▶ [Instructions to follow]: Go through the records below from the first line and print each one exactly, stopping after the line that contains "Trace the outline of every instance of the wine". Do not print pictures or anything past that line.
Supplied information section start
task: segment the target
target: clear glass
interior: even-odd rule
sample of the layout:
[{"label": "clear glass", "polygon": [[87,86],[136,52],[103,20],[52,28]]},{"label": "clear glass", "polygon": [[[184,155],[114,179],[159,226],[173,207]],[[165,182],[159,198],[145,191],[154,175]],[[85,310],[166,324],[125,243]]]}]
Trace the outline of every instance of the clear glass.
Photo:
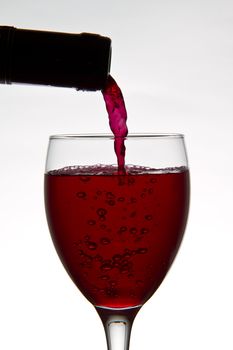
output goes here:
[{"label": "clear glass", "polygon": [[109,350],[128,350],[133,320],[180,247],[189,209],[181,134],[125,138],[118,173],[114,137],[50,137],[45,207],[57,253],[94,305]]}]

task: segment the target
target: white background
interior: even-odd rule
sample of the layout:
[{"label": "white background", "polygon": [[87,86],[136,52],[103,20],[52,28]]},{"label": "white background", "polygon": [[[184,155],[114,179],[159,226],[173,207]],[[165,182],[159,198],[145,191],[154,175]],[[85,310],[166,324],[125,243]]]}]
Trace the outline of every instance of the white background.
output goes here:
[{"label": "white background", "polygon": [[[110,36],[130,131],[186,135],[186,236],[137,316],[131,350],[231,350],[232,0],[0,0],[0,24]],[[101,95],[2,85],[0,127],[0,348],[105,349],[97,314],[54,252],[43,208],[48,136],[108,131]]]}]

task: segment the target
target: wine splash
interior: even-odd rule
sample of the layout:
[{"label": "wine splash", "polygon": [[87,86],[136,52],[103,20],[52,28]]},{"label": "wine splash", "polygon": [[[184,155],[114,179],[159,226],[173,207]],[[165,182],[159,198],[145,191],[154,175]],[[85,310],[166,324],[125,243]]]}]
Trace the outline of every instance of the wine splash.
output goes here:
[{"label": "wine splash", "polygon": [[126,125],[127,111],[121,89],[115,80],[108,76],[105,88],[102,90],[106,109],[109,117],[109,125],[115,136],[114,149],[117,156],[118,172],[125,173],[125,137],[128,134]]}]

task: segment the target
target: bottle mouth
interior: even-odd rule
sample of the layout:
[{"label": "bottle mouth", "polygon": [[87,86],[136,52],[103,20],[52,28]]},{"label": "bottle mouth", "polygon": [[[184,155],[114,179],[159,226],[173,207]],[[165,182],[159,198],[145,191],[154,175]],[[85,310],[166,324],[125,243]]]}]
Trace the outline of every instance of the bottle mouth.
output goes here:
[{"label": "bottle mouth", "polygon": [[111,39],[0,26],[0,83],[101,90],[111,67]]},{"label": "bottle mouth", "polygon": [[110,74],[110,70],[111,70],[111,61],[112,61],[112,45],[110,41],[109,57],[108,57],[108,74]]}]

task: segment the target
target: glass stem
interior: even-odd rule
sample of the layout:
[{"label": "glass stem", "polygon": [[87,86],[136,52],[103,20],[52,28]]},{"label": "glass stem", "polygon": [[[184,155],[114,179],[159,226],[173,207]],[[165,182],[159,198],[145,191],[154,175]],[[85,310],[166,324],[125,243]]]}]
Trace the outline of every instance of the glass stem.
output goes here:
[{"label": "glass stem", "polygon": [[126,309],[96,307],[103,323],[108,350],[129,350],[130,334],[141,306]]}]

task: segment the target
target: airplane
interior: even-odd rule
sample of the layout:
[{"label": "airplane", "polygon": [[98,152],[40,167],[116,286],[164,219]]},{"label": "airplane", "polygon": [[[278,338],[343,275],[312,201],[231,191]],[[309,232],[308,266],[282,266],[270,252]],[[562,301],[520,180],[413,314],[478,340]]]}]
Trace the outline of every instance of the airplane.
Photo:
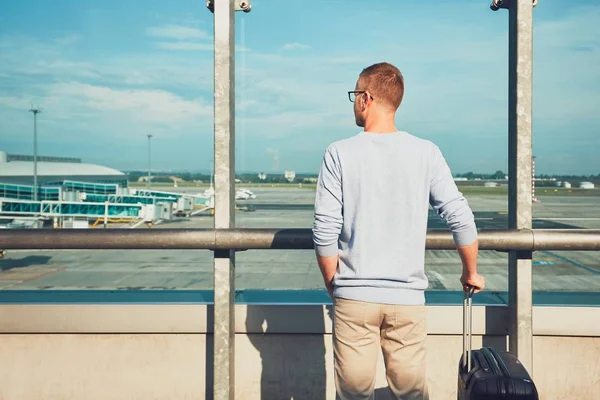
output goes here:
[{"label": "airplane", "polygon": [[248,189],[238,189],[235,192],[236,200],[248,200],[248,199],[255,199],[255,198],[256,198],[256,195]]}]

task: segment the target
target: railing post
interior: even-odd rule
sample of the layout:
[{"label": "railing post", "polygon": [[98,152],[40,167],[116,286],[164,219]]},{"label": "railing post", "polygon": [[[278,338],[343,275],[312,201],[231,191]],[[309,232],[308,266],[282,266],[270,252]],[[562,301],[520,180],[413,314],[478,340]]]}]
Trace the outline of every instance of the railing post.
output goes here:
[{"label": "railing post", "polygon": [[[531,229],[533,1],[509,5],[509,228]],[[511,251],[508,269],[509,349],[533,370],[532,253]]]},{"label": "railing post", "polygon": [[[235,227],[234,0],[214,1],[215,229]],[[214,253],[214,386],[216,400],[235,388],[235,253]]]}]

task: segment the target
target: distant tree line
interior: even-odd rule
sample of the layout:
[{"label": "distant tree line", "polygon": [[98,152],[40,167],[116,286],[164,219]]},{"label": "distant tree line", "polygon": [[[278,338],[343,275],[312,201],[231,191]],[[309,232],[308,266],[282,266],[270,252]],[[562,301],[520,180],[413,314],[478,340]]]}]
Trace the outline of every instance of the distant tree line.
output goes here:
[{"label": "distant tree line", "polygon": [[[172,176],[183,179],[186,182],[193,181],[202,181],[209,182],[210,175],[202,174],[202,173],[192,173],[192,172],[161,172],[161,171],[152,171],[152,182],[169,182],[172,183],[173,180],[170,178]],[[129,182],[137,182],[140,178],[146,178],[148,176],[148,172],[143,171],[130,171],[127,173],[127,179]]]},{"label": "distant tree line", "polygon": [[[498,170],[493,174],[478,174],[474,172],[467,172],[463,174],[456,174],[457,178],[467,179],[504,179],[508,174],[504,171]],[[536,174],[537,179],[556,179],[557,181],[600,181],[600,174],[598,175],[548,175],[548,174]]]},{"label": "distant tree line", "polygon": [[568,180],[572,180],[572,181],[600,181],[600,174],[598,174],[598,175],[546,175],[546,174],[537,175],[536,174],[535,177],[536,178],[541,178],[541,179],[556,178],[556,180],[559,180],[559,181],[568,181]]},{"label": "distant tree line", "polygon": [[[207,173],[152,171],[151,175],[152,182],[172,183],[170,177],[177,177],[185,182],[210,182],[210,174]],[[147,171],[129,171],[127,173],[129,182],[137,182],[140,178],[146,178],[147,176]],[[296,174],[292,183],[312,183],[316,178],[317,174]],[[236,174],[236,179],[239,179],[242,183],[290,183],[284,174],[266,174],[265,179],[260,179],[259,173],[242,173]]]},{"label": "distant tree line", "polygon": [[493,174],[477,174],[475,172],[466,172],[464,174],[456,174],[456,178],[467,178],[467,179],[504,179],[507,174],[498,170]]},{"label": "distant tree line", "polygon": [[[129,171],[127,173],[128,180],[130,182],[136,182],[139,178],[145,178],[148,176],[148,172],[146,171]],[[474,179],[496,179],[501,180],[505,179],[507,173],[504,171],[498,170],[493,174],[486,173],[475,173],[475,172],[466,172],[466,173],[458,173],[455,174],[456,178],[466,178],[468,180]],[[195,182],[200,181],[203,183],[210,182],[210,175],[208,173],[195,173],[195,172],[168,172],[168,171],[153,171],[152,172],[152,181],[153,182],[173,182],[170,177],[177,177],[182,179],[185,182]],[[317,179],[317,174],[296,174],[296,177],[292,183],[314,183]],[[548,175],[548,174],[539,174],[536,175],[538,179],[556,179],[557,181],[568,181],[571,183],[577,183],[582,181],[590,181],[590,182],[600,182],[600,174],[598,175]],[[242,183],[289,183],[289,181],[285,178],[284,174],[266,174],[265,179],[261,179],[259,177],[259,173],[241,173],[236,174],[236,179],[239,179]],[[536,182],[538,186],[549,185],[553,186],[552,182],[543,183]]]}]

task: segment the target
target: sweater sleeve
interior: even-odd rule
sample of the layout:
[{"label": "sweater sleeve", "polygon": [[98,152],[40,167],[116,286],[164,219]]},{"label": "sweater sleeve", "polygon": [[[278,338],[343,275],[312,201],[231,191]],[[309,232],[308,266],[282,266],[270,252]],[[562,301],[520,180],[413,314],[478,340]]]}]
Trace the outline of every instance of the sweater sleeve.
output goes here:
[{"label": "sweater sleeve", "polygon": [[473,212],[467,200],[459,192],[450,168],[437,146],[434,146],[432,156],[429,203],[450,228],[457,245],[473,244],[477,240]]},{"label": "sweater sleeve", "polygon": [[329,147],[323,157],[315,198],[313,241],[320,256],[338,253],[338,238],[343,225],[342,174],[339,159]]}]

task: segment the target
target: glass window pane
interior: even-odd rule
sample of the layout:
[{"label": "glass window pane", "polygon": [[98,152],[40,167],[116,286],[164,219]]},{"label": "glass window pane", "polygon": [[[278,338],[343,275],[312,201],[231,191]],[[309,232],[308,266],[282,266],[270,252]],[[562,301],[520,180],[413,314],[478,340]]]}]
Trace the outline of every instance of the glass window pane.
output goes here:
[{"label": "glass window pane", "polygon": [[[396,127],[440,147],[479,229],[508,228],[508,25],[488,6],[271,0],[236,14],[236,225],[312,227],[325,149],[361,131],[348,91],[388,61],[405,79]],[[429,228],[448,230],[432,210]],[[506,290],[506,254],[481,257]],[[238,288],[323,288],[312,251],[245,252],[236,264]],[[428,251],[426,271],[430,290],[460,289],[456,252]]]},{"label": "glass window pane", "polygon": [[[0,227],[212,228],[205,4],[28,0],[2,10]],[[212,288],[208,250],[9,250],[0,269],[5,289]]]},{"label": "glass window pane", "polygon": [[[479,272],[487,290],[506,292],[508,255],[481,251]],[[254,250],[236,255],[238,290],[323,290],[323,278],[314,252],[305,250]],[[427,250],[425,274],[429,290],[460,291],[462,264],[456,251]]]},{"label": "glass window pane", "polygon": [[[533,226],[600,229],[600,7],[556,1],[534,15]],[[534,253],[533,287],[600,292],[597,253]]]},{"label": "glass window pane", "polygon": [[208,250],[11,250],[5,290],[212,290]]}]

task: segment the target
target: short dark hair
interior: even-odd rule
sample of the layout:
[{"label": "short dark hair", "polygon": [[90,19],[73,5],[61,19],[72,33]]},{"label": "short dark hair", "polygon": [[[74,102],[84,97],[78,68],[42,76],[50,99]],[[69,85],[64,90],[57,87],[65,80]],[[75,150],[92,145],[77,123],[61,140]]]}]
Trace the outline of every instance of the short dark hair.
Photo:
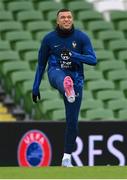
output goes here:
[{"label": "short dark hair", "polygon": [[66,9],[66,8],[63,8],[63,9],[60,9],[60,10],[57,12],[56,15],[57,15],[57,17],[58,17],[58,15],[59,15],[60,12],[68,12],[68,11],[71,12],[71,10]]}]

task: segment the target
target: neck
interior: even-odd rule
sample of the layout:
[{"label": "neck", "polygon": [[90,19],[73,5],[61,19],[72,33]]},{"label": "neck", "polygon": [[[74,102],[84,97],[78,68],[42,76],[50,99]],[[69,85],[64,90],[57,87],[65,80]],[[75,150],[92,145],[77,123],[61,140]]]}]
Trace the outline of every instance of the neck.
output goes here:
[{"label": "neck", "polygon": [[59,36],[62,37],[68,37],[74,32],[74,25],[72,25],[71,29],[61,29],[59,26],[56,27],[56,31],[59,34]]}]

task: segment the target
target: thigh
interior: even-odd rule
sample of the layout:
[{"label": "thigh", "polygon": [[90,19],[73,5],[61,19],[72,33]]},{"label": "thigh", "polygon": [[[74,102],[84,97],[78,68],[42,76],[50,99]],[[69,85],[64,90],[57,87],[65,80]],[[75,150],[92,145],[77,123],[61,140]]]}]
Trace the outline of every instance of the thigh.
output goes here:
[{"label": "thigh", "polygon": [[65,93],[63,86],[63,81],[65,77],[66,77],[65,72],[59,68],[52,68],[48,72],[48,78],[51,86],[58,89],[60,93],[62,93],[63,95]]}]

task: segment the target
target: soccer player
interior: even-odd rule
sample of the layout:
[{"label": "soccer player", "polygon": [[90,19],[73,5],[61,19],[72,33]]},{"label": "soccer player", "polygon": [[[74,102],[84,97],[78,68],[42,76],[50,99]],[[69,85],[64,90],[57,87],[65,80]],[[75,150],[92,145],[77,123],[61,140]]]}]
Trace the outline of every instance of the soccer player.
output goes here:
[{"label": "soccer player", "polygon": [[35,103],[40,99],[39,86],[47,63],[49,82],[63,95],[65,104],[66,130],[61,165],[72,167],[71,153],[78,132],[84,85],[83,64],[94,66],[97,60],[89,37],[75,29],[72,12],[68,9],[58,11],[56,29],[42,40],[32,90]]}]

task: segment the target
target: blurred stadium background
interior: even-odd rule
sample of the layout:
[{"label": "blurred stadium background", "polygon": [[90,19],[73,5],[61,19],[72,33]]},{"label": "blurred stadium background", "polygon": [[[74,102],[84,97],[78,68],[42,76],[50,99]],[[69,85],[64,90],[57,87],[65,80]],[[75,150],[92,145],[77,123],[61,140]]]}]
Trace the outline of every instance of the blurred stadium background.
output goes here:
[{"label": "blurred stadium background", "polygon": [[37,53],[43,36],[55,27],[56,12],[70,8],[75,26],[91,37],[98,65],[85,65],[85,101],[79,119],[127,119],[126,0],[1,0],[0,120],[63,120],[63,102],[47,74],[42,100],[31,101]]},{"label": "blurred stadium background", "polygon": [[65,120],[46,73],[41,101],[31,101],[38,48],[60,8],[72,10],[75,27],[91,37],[98,59],[96,67],[84,65],[79,121],[126,121],[127,0],[0,0],[0,121]]}]

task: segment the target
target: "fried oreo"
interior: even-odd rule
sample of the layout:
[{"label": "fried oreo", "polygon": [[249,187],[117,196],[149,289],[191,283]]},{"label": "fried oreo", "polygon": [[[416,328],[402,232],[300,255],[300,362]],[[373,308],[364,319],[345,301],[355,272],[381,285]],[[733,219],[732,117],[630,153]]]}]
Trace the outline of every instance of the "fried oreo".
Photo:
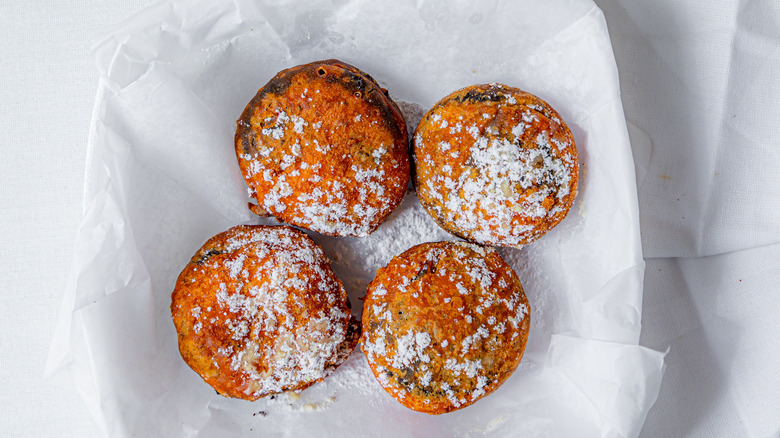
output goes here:
[{"label": "fried oreo", "polygon": [[331,236],[367,236],[406,193],[406,123],[387,90],[349,64],[278,73],[237,125],[236,156],[259,215]]},{"label": "fried oreo", "polygon": [[517,274],[495,249],[424,243],[369,284],[362,350],[401,404],[442,414],[490,394],[514,372],[529,311]]},{"label": "fried oreo", "polygon": [[226,397],[305,389],[339,366],[360,334],[325,254],[285,226],[212,237],[171,298],[182,358]]},{"label": "fried oreo", "polygon": [[521,247],[555,227],[577,194],[574,137],[545,101],[500,84],[436,103],[414,135],[413,181],[452,234]]}]

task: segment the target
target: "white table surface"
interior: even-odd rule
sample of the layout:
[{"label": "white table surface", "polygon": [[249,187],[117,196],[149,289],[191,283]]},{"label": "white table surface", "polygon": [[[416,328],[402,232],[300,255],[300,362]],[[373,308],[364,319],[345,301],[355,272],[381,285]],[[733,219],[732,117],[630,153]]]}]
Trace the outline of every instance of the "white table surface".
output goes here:
[{"label": "white table surface", "polygon": [[153,3],[0,2],[0,436],[101,436],[43,371],[81,222],[92,40]]},{"label": "white table surface", "polygon": [[[90,46],[98,33],[153,3],[0,3],[0,236],[6,248],[0,257],[0,436],[101,436],[79,395],[72,388],[44,381],[43,369],[81,220],[87,134],[98,80]],[[706,96],[723,93],[719,71],[710,74],[707,67],[712,62],[708,56],[721,50],[719,38],[726,38],[726,48],[722,49],[725,51],[735,40],[739,42],[729,39],[729,29],[713,25],[718,20],[728,21],[717,16],[728,13],[728,8],[719,7],[713,16],[702,13],[710,7],[703,1],[695,2],[698,5],[680,5],[682,2],[671,0],[596,3],[604,10],[610,27],[626,117],[655,146],[648,174],[641,176],[666,181],[675,176],[674,167],[669,175],[665,171],[653,175],[664,154],[670,160],[680,161],[674,156],[674,148],[706,150],[710,144],[706,138],[691,135],[685,139],[686,144],[667,145],[670,142],[664,124],[685,123],[697,131],[722,122],[720,113],[699,111],[702,101],[696,99],[704,96],[706,104]],[[776,2],[759,6],[755,3],[760,2],[731,3],[738,19],[766,24],[754,26],[763,29],[764,45],[756,43],[751,47],[772,55],[768,71],[780,78],[775,61],[780,51],[780,10],[773,5]],[[697,29],[698,37],[694,32]],[[708,50],[698,52],[707,38]],[[679,66],[665,62],[670,53],[679,56]],[[740,80],[734,76],[728,74],[729,84]],[[755,78],[747,76],[744,80]],[[680,105],[690,105],[691,112],[696,110],[698,117],[685,121],[673,118],[665,112],[666,103],[656,98],[659,93],[679,94],[682,97],[669,105],[678,107],[678,113]],[[750,95],[747,98],[757,99]],[[777,99],[770,103],[770,118],[778,114],[778,106]],[[780,126],[780,118],[775,125]],[[759,148],[780,149],[777,130],[764,138],[770,142]],[[641,157],[637,160],[640,167],[648,164]],[[644,170],[640,169],[640,173]],[[765,171],[761,175],[761,169],[758,171],[759,179],[777,181],[778,172]],[[684,181],[676,188],[685,190],[686,184],[692,183]],[[735,189],[727,186],[719,190]],[[648,256],[642,344],[656,350],[669,349],[669,353],[661,393],[642,436],[780,436],[779,422],[772,416],[774,412],[780,417],[780,385],[774,386],[777,380],[767,381],[767,370],[755,361],[722,360],[722,349],[713,346],[721,339],[718,333],[713,334],[717,324],[700,310],[719,304],[715,300],[709,303],[709,295],[703,290],[712,289],[717,292],[714,296],[722,298],[744,290],[739,288],[747,288],[748,292],[777,288],[780,270],[774,260],[780,259],[780,225],[773,220],[778,212],[770,212],[768,231],[751,233],[736,244],[706,239],[689,242],[686,236],[690,233],[684,227],[672,226],[668,236],[659,233],[654,216],[664,202],[686,202],[674,201],[678,190],[653,193],[648,197],[640,186],[643,243]],[[688,202],[693,205],[688,206],[688,211],[698,215],[701,233],[723,228],[718,222],[717,208],[697,208],[694,201]],[[768,262],[761,269],[750,270],[745,266],[754,264],[746,264],[742,259],[752,260],[751,257]],[[753,305],[780,303],[775,300]],[[763,333],[760,325],[752,324],[749,312],[736,310],[735,318],[741,318],[738,323],[744,322],[740,326],[740,341],[752,342],[736,343],[738,352],[744,345],[762,342],[768,345],[751,347],[745,357],[761,359],[764,351],[778,350],[776,336]],[[777,365],[776,355],[766,357],[769,365]],[[761,403],[753,403],[756,397]]]}]

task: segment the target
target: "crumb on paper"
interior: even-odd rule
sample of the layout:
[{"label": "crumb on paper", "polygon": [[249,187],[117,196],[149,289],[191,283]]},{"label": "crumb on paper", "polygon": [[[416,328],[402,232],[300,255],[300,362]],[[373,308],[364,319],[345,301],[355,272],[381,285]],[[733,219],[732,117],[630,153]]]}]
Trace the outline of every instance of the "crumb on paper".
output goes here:
[{"label": "crumb on paper", "polygon": [[493,432],[498,429],[499,426],[506,423],[509,417],[506,414],[499,415],[498,417],[490,420],[490,423],[485,426],[485,432]]},{"label": "crumb on paper", "polygon": [[[321,411],[330,407],[336,402],[336,395],[331,395],[323,400],[312,401],[297,392],[286,392],[277,394],[274,398],[274,405],[280,410],[287,412],[313,412]],[[265,416],[265,415],[263,415]]]}]

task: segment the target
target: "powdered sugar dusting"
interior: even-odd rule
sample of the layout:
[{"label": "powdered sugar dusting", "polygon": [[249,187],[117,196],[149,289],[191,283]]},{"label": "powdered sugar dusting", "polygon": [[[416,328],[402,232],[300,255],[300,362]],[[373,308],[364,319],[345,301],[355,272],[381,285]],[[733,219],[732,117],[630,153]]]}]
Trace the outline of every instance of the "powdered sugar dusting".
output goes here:
[{"label": "powdered sugar dusting", "polygon": [[[362,351],[382,386],[401,400],[443,396],[455,408],[495,389],[498,364],[512,360],[500,355],[518,348],[527,327],[525,295],[506,269],[492,248],[451,242],[413,247],[378,272],[366,297]],[[455,299],[462,305],[453,309]]]},{"label": "powdered sugar dusting", "polygon": [[350,318],[325,254],[288,227],[237,227],[226,236],[198,267],[204,281],[218,281],[215,308],[191,310],[208,333],[230,338],[217,341],[229,347],[216,362],[243,376],[250,397],[322,379],[340,361]]},{"label": "powdered sugar dusting", "polygon": [[[282,81],[285,91],[261,90],[263,98],[238,123],[244,178],[260,209],[284,222],[365,237],[403,196],[406,132],[388,122],[395,119],[387,115],[387,101],[363,99],[305,72],[287,73],[289,83],[277,76],[267,86],[273,90],[272,83]],[[315,86],[317,93],[310,90]]]},{"label": "powdered sugar dusting", "polygon": [[370,236],[360,239],[315,236],[315,239],[349,292],[353,312],[359,315],[362,312],[360,299],[377,269],[417,243],[454,240],[455,237],[438,226],[420,205],[417,196],[409,192],[398,209]]},{"label": "powdered sugar dusting", "polygon": [[457,156],[443,154],[451,145],[438,140],[446,105],[434,107],[414,138],[418,174],[425,175],[418,190],[432,214],[469,239],[521,246],[540,235],[539,223],[557,223],[568,210],[576,150],[570,136],[557,134],[566,128],[544,107],[519,105],[497,84],[490,92],[500,97],[491,103],[493,113],[464,121],[468,135],[457,138],[461,147],[470,146],[458,165]]}]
Supplied information section end
▶ [Answer below]:
task: segment the target
target: clear glass
interior: even-odd rule
sample of the layout:
[{"label": "clear glass", "polygon": [[87,86],[136,52],[103,20],[52,28]]},{"label": "clear glass", "polygon": [[[184,155],[114,179],[159,226],[173,207]],[[165,182],[159,198],[145,191],[154,175]],[[85,310],[166,324],[125,243]]]}]
Trace the outline of every instance of the clear glass.
Photo:
output goes here:
[{"label": "clear glass", "polygon": [[109,350],[128,350],[133,320],[180,247],[189,209],[181,134],[125,138],[118,173],[114,137],[50,137],[45,207],[57,253],[94,305]]}]

task: segment the target
target: white background
interior: even-odd rule
sample of the layout:
[{"label": "white background", "polygon": [[87,86],[136,52],[103,20],[52,28]]},{"label": "white background", "polygon": [[[184,155],[114,179],[159,226],[173,207]],[[165,182],[159,198],[145,191],[154,175]],[[85,310],[166,324],[125,243]]]}]
Trace the outline of every instance of the white background.
output goes here:
[{"label": "white background", "polygon": [[[110,36],[130,131],[186,135],[186,236],[137,316],[131,350],[231,350],[232,0],[0,0],[0,24]],[[101,95],[2,85],[0,127],[0,348],[105,349],[97,314],[54,252],[43,208],[48,136],[108,131]]]}]

task: segment the target
target: wine splash
interior: even-odd rule
sample of the layout:
[{"label": "wine splash", "polygon": [[87,86],[136,52],[103,20],[52,28]]},{"label": "wine splash", "polygon": [[[184,155],[114,179],[159,226],[173,207]],[[165,182],[159,198],[145,191],[154,175]],[[85,310],[166,324],[125,243]]]}]
Trace the outline of every instance of the wine splash.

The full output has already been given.